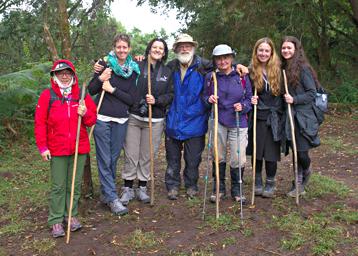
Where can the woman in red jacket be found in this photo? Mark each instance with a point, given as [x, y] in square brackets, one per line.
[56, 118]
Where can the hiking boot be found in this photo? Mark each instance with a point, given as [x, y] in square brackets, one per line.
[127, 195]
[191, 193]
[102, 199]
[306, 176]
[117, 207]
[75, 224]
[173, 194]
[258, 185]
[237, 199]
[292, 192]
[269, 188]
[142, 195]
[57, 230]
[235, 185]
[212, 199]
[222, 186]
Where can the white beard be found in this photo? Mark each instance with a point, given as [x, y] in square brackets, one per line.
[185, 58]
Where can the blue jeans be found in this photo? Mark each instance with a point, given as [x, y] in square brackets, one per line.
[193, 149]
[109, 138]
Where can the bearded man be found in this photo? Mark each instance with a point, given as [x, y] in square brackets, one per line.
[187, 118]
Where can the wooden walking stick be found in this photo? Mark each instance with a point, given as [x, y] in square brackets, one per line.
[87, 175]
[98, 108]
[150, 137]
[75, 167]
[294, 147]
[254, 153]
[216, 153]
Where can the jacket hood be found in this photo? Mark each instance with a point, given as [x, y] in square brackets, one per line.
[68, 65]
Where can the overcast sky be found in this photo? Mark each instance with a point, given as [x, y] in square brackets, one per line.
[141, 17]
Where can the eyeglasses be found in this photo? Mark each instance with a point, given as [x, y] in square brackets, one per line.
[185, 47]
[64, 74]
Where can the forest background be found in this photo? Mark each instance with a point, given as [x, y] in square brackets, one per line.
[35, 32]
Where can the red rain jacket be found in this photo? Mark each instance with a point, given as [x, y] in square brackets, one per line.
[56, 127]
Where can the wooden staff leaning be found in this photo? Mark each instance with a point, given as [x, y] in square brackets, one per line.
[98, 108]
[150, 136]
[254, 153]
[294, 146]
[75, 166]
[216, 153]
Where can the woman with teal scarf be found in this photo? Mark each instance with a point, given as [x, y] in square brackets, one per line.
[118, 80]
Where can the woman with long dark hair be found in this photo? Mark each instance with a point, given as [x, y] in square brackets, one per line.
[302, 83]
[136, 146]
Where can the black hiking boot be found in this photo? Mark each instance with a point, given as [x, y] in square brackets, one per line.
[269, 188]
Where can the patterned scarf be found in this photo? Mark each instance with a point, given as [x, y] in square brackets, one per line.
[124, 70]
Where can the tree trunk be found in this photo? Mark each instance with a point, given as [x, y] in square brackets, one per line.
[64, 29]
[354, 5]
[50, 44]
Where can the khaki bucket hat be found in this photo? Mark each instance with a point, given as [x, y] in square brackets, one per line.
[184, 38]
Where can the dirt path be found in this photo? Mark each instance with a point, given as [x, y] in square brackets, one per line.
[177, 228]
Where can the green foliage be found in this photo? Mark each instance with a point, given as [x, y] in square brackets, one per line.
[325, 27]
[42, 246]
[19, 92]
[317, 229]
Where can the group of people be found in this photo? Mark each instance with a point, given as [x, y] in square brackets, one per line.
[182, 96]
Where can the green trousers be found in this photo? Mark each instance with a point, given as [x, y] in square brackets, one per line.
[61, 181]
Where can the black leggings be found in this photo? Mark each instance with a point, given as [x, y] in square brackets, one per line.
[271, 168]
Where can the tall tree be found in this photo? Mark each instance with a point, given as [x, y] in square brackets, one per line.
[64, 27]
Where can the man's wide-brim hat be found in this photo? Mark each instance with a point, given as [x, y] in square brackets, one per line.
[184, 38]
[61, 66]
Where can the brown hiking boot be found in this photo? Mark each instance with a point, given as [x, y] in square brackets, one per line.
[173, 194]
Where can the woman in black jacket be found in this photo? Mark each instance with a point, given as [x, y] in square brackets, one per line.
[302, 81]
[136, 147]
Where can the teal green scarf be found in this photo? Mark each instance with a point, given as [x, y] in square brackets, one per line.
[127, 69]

Directions for this task -
Copy out all of the data above word for word, but leave out the pictures.

Reply to the task -
Where can the woman in red jacket be found in this photo? Mark each instance with a point, given as [x, y] in square brackets, one per line.
[56, 118]
Where can the hiking boot be found in this photo? Mark each instance with a point, given as [x, y] in square brackets, one per line.
[127, 195]
[191, 193]
[102, 199]
[306, 176]
[117, 207]
[75, 224]
[173, 194]
[258, 185]
[237, 199]
[292, 192]
[269, 188]
[142, 195]
[57, 230]
[235, 185]
[212, 199]
[222, 186]
Where can the white beard be found in this photo? Mark each instance with a point, given as [x, y] in square brackets, one per line.
[185, 58]
Where can the blue jeans be found in this photo? Mark each instance with a point, given as [x, y] in square brackets, one per line.
[193, 149]
[109, 138]
Where can the bearded man be found in this photo? Mark each instance with a point, given as [x, y] in square brackets, one per line.
[187, 118]
Where can the wooden walking stick be found in this photo? Mark each instance with a point, given as [x, y] in square brackets, one per line.
[87, 175]
[98, 108]
[150, 137]
[75, 167]
[294, 147]
[254, 153]
[216, 153]
Where can the jacket hood be found in this photo? Mark each instance with a point, given as [x, y] in square brackets, one per line.
[68, 65]
Where can the overcast sky be found in this photo? Mark each instance with a point, given as [x, y] in square brackets, one per line.
[141, 17]
Where can the eyeglasses be found in this photo? Mark each instance with a point, given as [x, y] in square brackets, one per line.
[185, 47]
[64, 74]
Where can the forest background be found in this photo? Mark each instance with a point, given as [x, y] in square brackets, one per line.
[35, 32]
Where can the red rain jacket be found in this photo? Mark each instance with a point, given as [x, y] in square brackets, one per line.
[56, 127]
Where can the wooden staff leaning be found in this photo? Mark each instance with a point, given as [x, y] in square brackets, one per line.
[98, 108]
[150, 136]
[254, 153]
[294, 146]
[75, 166]
[216, 153]
Where can the woman with teal scarf be found in this photo? Mark each instance with a point, given as [x, y] in square brackets, one per line.
[118, 80]
Where can the woman with long dark hair be found in this photo? Mark each instance with a point, given as [x, y] in square brackets, one per line.
[302, 83]
[136, 146]
Where can the black hiking boot be found in this photo? Mark each instance with a point, given as [x, y] in square brackets, one per line.
[269, 188]
Where can the patterned scarf be found in this photo? Mark each instance with a point, given as [x, y] in square brackets, one per line.
[124, 70]
Where can the tree trunk be found in this photo? Mark each instance with a point, given as [x, y] in square brackets, one per line.
[64, 29]
[354, 5]
[50, 44]
Where can the khaki bucket hat be found in this photo? Mark each instance with a point, given as [x, y] in square brackets, one per line.
[184, 38]
Where can the dirt path be found in this photo? Mark each instance with a point, given as [x, y] in square brackets, one per line.
[177, 228]
Where can the green foliage be found in this photo? Mark each instance with a point, given as [x, y] in square brackets, one per line.
[325, 27]
[42, 246]
[19, 92]
[317, 229]
Where can the group of people be found in this photo? Mark each instance with a point, given as [x, y] in square brackets, one per line.
[182, 96]
Where can the green trousers be found in this photo? Mark each instance with a point, given as [x, y] in square brackets, one per line.
[61, 181]
Where can the black leggings be found in this photo? Mark each instance with a point, given as [x, y] in square brackets, one per line.
[271, 168]
Where can the tall tree be found in this photo? Mark each instance with a point, given as [x, y] in square brackets, one per line.
[64, 27]
Where can the man's wide-brim hat be found in this photo? Mark each instance with a point, given as [x, y] in square brackets, one per line.
[184, 38]
[61, 66]
Where can the brown hiking boot be found in this photo? Mark each instance with a point, given as [x, y] in square brackets, one per line.
[173, 194]
Where can the woman in black jacket be found in this photo? Mark each instance with a point, given as [x, y] in square brackets, one per line.
[302, 81]
[136, 147]
Where can the teal green scarf be found in this photo? Mark each instance with a point, given as [x, y] in square brackets, one per line.
[127, 69]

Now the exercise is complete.